Word for word, restate each entry that appears below.

─── Data listing

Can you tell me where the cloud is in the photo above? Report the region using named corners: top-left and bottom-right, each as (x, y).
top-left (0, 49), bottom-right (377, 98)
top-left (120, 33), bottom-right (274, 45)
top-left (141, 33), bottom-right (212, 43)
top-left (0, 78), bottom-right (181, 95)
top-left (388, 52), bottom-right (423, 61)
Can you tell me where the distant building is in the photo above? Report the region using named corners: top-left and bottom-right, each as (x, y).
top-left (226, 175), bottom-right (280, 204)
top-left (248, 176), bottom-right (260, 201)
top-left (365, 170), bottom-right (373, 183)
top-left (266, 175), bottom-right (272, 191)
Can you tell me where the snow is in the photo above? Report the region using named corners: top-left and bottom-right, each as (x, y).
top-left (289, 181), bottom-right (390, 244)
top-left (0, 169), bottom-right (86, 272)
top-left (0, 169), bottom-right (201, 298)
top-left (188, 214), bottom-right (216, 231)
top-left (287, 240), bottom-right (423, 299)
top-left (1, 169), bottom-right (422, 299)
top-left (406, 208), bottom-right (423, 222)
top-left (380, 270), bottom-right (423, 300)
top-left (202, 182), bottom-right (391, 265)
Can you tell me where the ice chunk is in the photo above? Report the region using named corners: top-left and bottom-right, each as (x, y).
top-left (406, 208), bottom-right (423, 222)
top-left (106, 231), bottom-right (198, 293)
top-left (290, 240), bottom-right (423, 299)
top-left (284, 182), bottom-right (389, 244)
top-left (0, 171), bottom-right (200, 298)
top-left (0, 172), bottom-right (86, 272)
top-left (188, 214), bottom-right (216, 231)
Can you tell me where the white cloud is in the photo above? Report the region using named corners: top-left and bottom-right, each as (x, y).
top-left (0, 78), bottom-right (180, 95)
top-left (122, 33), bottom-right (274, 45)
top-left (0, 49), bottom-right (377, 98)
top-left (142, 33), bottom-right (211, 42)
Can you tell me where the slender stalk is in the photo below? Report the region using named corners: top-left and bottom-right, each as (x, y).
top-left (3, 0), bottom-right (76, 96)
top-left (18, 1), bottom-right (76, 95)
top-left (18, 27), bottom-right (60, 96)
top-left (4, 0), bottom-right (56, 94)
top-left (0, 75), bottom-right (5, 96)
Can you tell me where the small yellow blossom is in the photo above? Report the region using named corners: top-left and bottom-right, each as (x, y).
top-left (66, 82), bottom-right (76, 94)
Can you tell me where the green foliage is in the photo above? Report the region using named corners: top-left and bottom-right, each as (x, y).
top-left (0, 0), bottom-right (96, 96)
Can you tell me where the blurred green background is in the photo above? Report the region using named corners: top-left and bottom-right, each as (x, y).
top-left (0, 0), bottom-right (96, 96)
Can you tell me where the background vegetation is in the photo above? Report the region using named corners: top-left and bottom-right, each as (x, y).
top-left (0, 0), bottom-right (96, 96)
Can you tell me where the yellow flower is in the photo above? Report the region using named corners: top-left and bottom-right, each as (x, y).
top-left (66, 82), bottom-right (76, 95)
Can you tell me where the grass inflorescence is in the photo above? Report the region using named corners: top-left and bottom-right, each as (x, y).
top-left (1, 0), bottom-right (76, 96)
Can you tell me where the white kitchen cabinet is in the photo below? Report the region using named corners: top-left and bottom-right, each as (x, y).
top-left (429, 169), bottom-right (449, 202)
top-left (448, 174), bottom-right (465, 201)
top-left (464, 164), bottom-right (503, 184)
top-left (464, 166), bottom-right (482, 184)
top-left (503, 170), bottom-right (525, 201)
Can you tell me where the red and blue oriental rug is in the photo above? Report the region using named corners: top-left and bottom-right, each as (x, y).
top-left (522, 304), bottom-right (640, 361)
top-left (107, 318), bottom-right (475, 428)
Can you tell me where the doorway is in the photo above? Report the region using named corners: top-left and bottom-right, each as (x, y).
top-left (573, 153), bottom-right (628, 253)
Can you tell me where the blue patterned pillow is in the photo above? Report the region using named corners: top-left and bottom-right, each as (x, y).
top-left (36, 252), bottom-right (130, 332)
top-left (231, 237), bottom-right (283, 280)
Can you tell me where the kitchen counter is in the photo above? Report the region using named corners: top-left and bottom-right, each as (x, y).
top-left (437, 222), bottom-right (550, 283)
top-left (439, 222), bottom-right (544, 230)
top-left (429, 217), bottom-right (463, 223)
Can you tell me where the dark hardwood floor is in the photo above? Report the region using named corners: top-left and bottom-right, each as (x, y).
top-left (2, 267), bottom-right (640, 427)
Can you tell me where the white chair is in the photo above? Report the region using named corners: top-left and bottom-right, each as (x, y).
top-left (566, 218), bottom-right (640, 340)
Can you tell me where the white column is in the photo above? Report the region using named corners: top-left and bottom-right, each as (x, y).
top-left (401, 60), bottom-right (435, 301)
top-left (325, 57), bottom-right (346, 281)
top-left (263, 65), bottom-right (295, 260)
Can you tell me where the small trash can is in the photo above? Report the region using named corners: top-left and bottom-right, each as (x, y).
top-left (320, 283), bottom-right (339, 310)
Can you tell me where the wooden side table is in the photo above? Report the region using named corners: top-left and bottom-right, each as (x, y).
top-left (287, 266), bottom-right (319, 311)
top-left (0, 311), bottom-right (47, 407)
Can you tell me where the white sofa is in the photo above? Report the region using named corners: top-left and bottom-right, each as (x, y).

──────

The completed task
Can you tell me where the cloud is in the photo above? Report the region using named corners: top-left and bottom-right, each as (x, y).
top-left (0, 49), bottom-right (377, 98)
top-left (120, 33), bottom-right (274, 45)
top-left (141, 33), bottom-right (212, 43)
top-left (0, 78), bottom-right (181, 95)
top-left (388, 52), bottom-right (423, 61)
Can you tell me where the distant building is in the photo above? Report the region using named corners: top-left and bottom-right, each as (x, y).
top-left (226, 175), bottom-right (280, 204)
top-left (248, 176), bottom-right (260, 201)
top-left (365, 170), bottom-right (373, 183)
top-left (266, 175), bottom-right (272, 191)
Can you tell me where the snow is in the photo above? Report the region using named corners: top-left and bottom-right, each as (x, y).
top-left (289, 181), bottom-right (390, 244)
top-left (0, 169), bottom-right (86, 272)
top-left (0, 169), bottom-right (201, 298)
top-left (188, 214), bottom-right (216, 231)
top-left (287, 240), bottom-right (423, 299)
top-left (1, 169), bottom-right (422, 299)
top-left (406, 208), bottom-right (423, 222)
top-left (380, 270), bottom-right (423, 300)
top-left (202, 182), bottom-right (391, 265)
Can you tell me where the ice chunk is in the photo above? Report the region using named corners: top-left and bottom-right, each as (x, y).
top-left (406, 208), bottom-right (423, 222)
top-left (106, 231), bottom-right (198, 293)
top-left (290, 240), bottom-right (423, 299)
top-left (284, 182), bottom-right (389, 244)
top-left (0, 171), bottom-right (200, 298)
top-left (0, 172), bottom-right (86, 272)
top-left (188, 214), bottom-right (216, 231)
Can you tell me where the white cloud is in the photo above? Report the region using named corners: top-left and bottom-right, each as (x, y).
top-left (0, 78), bottom-right (180, 95)
top-left (122, 33), bottom-right (274, 45)
top-left (0, 49), bottom-right (377, 98)
top-left (142, 33), bottom-right (211, 42)
Can you tell me where the slender stalk is in the photo below? Report the region using named corners: top-left and bottom-right, each as (x, y).
top-left (3, 0), bottom-right (76, 96)
top-left (18, 1), bottom-right (76, 95)
top-left (18, 27), bottom-right (60, 96)
top-left (4, 0), bottom-right (56, 94)
top-left (0, 75), bottom-right (5, 96)
Can you tell me where the small yellow blossom is in the photo above? Report the region using named corners: top-left and bottom-right, each as (x, y).
top-left (66, 82), bottom-right (76, 94)
Can you tell me where the green foliage is in the photo above? Report the region using named corners: top-left and bottom-right, each as (x, y).
top-left (0, 0), bottom-right (96, 96)
Can you tell me where the blurred green background is in the photo above? Report the region using named corners: top-left and bottom-right, each as (x, y).
top-left (0, 0), bottom-right (96, 96)
Can you tell me where the background vegetation is in the photo above? Report the region using named corners: top-left and bottom-right, each as (x, y).
top-left (0, 0), bottom-right (96, 96)
Can you tell me where the yellow flower is in the photo above? Report the region using named corners: top-left and bottom-right, each as (x, y).
top-left (66, 82), bottom-right (76, 95)
Can you tell me where the grass inflorescence is in the photo above? Report the region using named corners: top-left and bottom-right, each as (x, y).
top-left (1, 0), bottom-right (76, 96)
Can you tell me where the white kitchen cabinet is in the photo below? Report the region using named corners: top-left and bottom-right, each as (x, y).
top-left (429, 169), bottom-right (449, 202)
top-left (448, 174), bottom-right (465, 201)
top-left (464, 164), bottom-right (503, 184)
top-left (464, 166), bottom-right (482, 184)
top-left (503, 170), bottom-right (525, 201)
Can you tell me where the red and blue oriental rug is in the photo above? Report the region using named corners: top-left and bottom-right, each as (x, y).
top-left (522, 304), bottom-right (640, 361)
top-left (107, 318), bottom-right (475, 428)
Can you tell me where the doorway is in the photo above? Report the region using named corners: top-left and bottom-right, each as (x, y).
top-left (573, 153), bottom-right (628, 253)
Can you tell me where the blue patterned pillow is in the photo above? Report the region using named corners: top-left and bottom-right, each as (x, y).
top-left (36, 252), bottom-right (130, 332)
top-left (231, 237), bottom-right (283, 280)
Can you tell me where the kitchen counter is in the photo above? Report the region using named corners: top-left and bottom-right, each as (x, y).
top-left (437, 222), bottom-right (550, 283)
top-left (439, 222), bottom-right (544, 230)
top-left (429, 217), bottom-right (463, 223)
Can you tell me where the dark hardwood floor is in the photo above? Report the region using named corners: top-left and bottom-right, each as (x, y).
top-left (2, 267), bottom-right (640, 427)
Can you tell me where the white chair is in the photo above? Report the region using named corners: top-left and bottom-right, each as (x, y).
top-left (566, 218), bottom-right (640, 340)
Can you tell me where the white column is in the photo above? Report the region using named corners: top-left and bottom-right, each as (x, y).
top-left (401, 60), bottom-right (435, 301)
top-left (325, 57), bottom-right (346, 281)
top-left (263, 65), bottom-right (295, 260)
Can you tell me where the small trash can is in the photo above? Report the region using named corners: top-left and bottom-right, each as (x, y).
top-left (320, 283), bottom-right (339, 310)
Can you tell me where the wooden side table is in the photo above? Report the region using named corners: top-left and bottom-right, each as (x, y).
top-left (287, 266), bottom-right (319, 311)
top-left (0, 311), bottom-right (47, 407)
Can you tell me where the white sofa is in the photo above? Report the region using named corners: top-left and bottom-right, each as (x, y).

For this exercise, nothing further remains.